__Supplied records__:
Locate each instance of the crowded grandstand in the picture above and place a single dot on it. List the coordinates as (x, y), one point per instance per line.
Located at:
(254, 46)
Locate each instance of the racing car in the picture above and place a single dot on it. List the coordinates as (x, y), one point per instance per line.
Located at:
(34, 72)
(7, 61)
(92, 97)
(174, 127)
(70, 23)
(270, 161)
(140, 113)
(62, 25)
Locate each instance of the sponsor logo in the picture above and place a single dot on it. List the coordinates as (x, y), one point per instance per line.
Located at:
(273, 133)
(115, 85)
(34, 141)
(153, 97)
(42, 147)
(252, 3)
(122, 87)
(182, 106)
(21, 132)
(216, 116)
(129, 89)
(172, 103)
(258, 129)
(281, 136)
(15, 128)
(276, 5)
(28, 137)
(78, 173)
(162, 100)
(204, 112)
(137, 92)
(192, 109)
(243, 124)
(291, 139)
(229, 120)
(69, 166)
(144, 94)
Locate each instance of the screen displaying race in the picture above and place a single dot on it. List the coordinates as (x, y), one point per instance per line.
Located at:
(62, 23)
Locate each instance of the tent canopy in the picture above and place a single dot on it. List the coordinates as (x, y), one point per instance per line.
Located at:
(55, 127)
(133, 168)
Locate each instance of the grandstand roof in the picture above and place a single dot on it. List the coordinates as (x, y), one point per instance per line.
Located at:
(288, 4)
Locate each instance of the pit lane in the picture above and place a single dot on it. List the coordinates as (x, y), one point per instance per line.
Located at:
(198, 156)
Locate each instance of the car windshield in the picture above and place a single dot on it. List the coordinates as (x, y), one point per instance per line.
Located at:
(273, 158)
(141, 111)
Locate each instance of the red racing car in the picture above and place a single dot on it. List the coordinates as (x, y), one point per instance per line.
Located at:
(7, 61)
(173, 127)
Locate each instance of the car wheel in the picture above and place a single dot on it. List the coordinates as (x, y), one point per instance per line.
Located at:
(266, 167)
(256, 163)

__Problem requirements__: Take the entries above and repeat them. Alter nothing.

__Solution to the problem__:
Locate each instance of the crowded grandstand in the picture above and place a single dot on it. List the coordinates as (x, y), one point per instance per line.
Located at:
(254, 46)
Locate each instance of the racing car in the picture above and place a single dot on it. List the coordinates as (x, y), one point per instance per line.
Located at:
(34, 72)
(7, 61)
(92, 97)
(174, 127)
(70, 23)
(270, 161)
(140, 113)
(62, 25)
Locate each instance of the sponsor logo in the picture above and place a single dot on it. List the coordinates as (x, y), one point per instance per line.
Located at:
(273, 133)
(115, 85)
(34, 141)
(153, 97)
(42, 147)
(252, 3)
(122, 87)
(182, 106)
(21, 132)
(216, 116)
(129, 89)
(172, 103)
(258, 129)
(281, 136)
(15, 128)
(276, 5)
(28, 137)
(78, 173)
(162, 100)
(204, 112)
(137, 92)
(192, 109)
(243, 124)
(291, 139)
(229, 120)
(69, 166)
(144, 94)
Locate each instance of the screen displaying race in the picture above and place a single dot on it. List the coordinates as (x, y), one point per instance per line.
Located at:
(62, 23)
Locate each instance of the tent canopy in the picture above and place a single dot on it. List the coordinates as (x, y), one point per instance per line.
Located at:
(55, 127)
(133, 168)
Locate each instance of the grandstand roof in the picture above and place a single dot on it. List the coordinates as (x, y), one point per instance per line.
Located at:
(288, 4)
Locate each instance of the pit lane in the picture above and place a single dot on it. List the coordinates as (x, y), one point per instance per line.
Located at:
(198, 156)
Locate each instance of the car windshield in the picture above and place a single dot on it. List the coordinates as (x, y), one point per instance per line.
Located at:
(273, 158)
(141, 111)
Locate each instance of the red racing car in the picture above and place a single dot on it. List the coordinates as (x, y), one point per instance per line.
Located at:
(7, 61)
(173, 127)
Locate each instance of the car wheel in the picture above and place a single dot on it. List the coordinates as (x, y), one point per instance per line.
Located at:
(266, 167)
(256, 163)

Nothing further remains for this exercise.